Records from a collection:
***

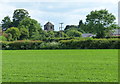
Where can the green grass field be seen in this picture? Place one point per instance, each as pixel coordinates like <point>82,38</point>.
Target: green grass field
<point>60,65</point>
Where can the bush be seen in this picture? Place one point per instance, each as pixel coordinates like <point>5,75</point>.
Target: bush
<point>91,44</point>
<point>21,45</point>
<point>50,45</point>
<point>63,44</point>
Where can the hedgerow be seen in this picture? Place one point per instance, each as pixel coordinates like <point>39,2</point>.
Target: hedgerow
<point>63,44</point>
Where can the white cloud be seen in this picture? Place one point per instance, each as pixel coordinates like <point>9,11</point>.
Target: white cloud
<point>96,1</point>
<point>6,10</point>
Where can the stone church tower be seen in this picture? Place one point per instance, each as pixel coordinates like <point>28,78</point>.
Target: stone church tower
<point>49,26</point>
<point>119,13</point>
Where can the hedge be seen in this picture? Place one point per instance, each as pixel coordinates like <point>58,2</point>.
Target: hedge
<point>63,44</point>
<point>21,45</point>
<point>91,44</point>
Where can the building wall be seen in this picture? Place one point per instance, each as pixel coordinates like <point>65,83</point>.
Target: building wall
<point>119,13</point>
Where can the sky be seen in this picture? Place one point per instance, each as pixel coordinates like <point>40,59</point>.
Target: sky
<point>68,12</point>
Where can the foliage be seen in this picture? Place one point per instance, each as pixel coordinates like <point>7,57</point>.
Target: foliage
<point>14,32</point>
<point>60,65</point>
<point>2,38</point>
<point>6,23</point>
<point>74,33</point>
<point>84,43</point>
<point>31,25</point>
<point>19,15</point>
<point>99,22</point>
<point>24,33</point>
<point>91,44</point>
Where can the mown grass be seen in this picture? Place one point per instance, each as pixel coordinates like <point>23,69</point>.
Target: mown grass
<point>60,65</point>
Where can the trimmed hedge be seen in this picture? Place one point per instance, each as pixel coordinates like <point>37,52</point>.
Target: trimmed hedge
<point>63,44</point>
<point>91,44</point>
<point>21,45</point>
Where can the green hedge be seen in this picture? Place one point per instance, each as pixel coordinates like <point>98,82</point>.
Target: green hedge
<point>21,45</point>
<point>91,44</point>
<point>63,44</point>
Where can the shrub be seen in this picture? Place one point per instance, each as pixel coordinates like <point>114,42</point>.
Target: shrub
<point>63,44</point>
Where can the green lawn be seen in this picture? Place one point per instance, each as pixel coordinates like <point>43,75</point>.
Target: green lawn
<point>60,65</point>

***

◆ Assignment ◆
Copy the data precisely. Skip every picture.

◆ Written response ◆
Where can the green grass field be seen in this picture? Place one point per instance, each as pixel coordinates like <point>82,38</point>.
Target: green grass field
<point>60,65</point>
Where can the bush be seen in this picture? Place one point per instance, each as pixel coordinates like <point>5,75</point>.
Target: bush
<point>91,44</point>
<point>21,45</point>
<point>50,45</point>
<point>63,44</point>
Where can the hedgerow be seen in this picture? Place one point per instance, each as pixel coordinates like <point>39,2</point>.
Target: hedgerow
<point>63,44</point>
Where can the white cloud be seen in this picture? Place one point per instance, each as pixel coordinates like <point>9,11</point>.
Target: white cloud
<point>96,1</point>
<point>6,10</point>
Where can the stone church tower be seen in this picture? Place one point per instance, each as pixel coordinates like <point>28,78</point>.
Target: stone church tower
<point>49,26</point>
<point>119,13</point>
Where can the hedge be seen in this picture? Place one point per instance, each as pixel coordinates like <point>58,2</point>.
Target: hedge
<point>63,44</point>
<point>21,45</point>
<point>91,44</point>
Where can the building wall be seen in this picture? Place one point per instance, each as pixel coordinates like <point>65,83</point>.
Target: building wall
<point>119,13</point>
Where can the sky be seen in this picture? Place one point per instance, each as pixel coordinates like <point>40,59</point>.
Target: sky
<point>68,12</point>
Where can the foliage be seen in this picture? Place one point per instance, each as pixel coordinates like <point>7,57</point>.
Target: foliage
<point>14,32</point>
<point>60,65</point>
<point>2,38</point>
<point>6,23</point>
<point>74,33</point>
<point>84,43</point>
<point>31,25</point>
<point>19,15</point>
<point>99,22</point>
<point>24,33</point>
<point>91,44</point>
Where can the mown grass be seen in this picture? Place one point per instance, each as pixel coordinates like <point>23,69</point>.
Target: mown grass
<point>60,65</point>
Where can the trimmed hedge be seen in this picture? Place one point per instance, each as pixel coordinates like <point>37,52</point>.
Target: trimmed hedge
<point>63,44</point>
<point>91,44</point>
<point>21,45</point>
Where can the green hedge be seen in this picture? Place one point per instance, each as pixel coordinates like <point>98,82</point>.
Target: green hedge
<point>21,45</point>
<point>91,44</point>
<point>63,44</point>
Where can the shrub be seen in this picture? Place one point per instance, each as pixel coordinates like <point>114,42</point>.
Target: shrub
<point>63,44</point>
Where can the green lawn be seen in this picture? Place one point per instance, each as pixel coordinates like <point>43,75</point>.
Target: green lawn
<point>60,65</point>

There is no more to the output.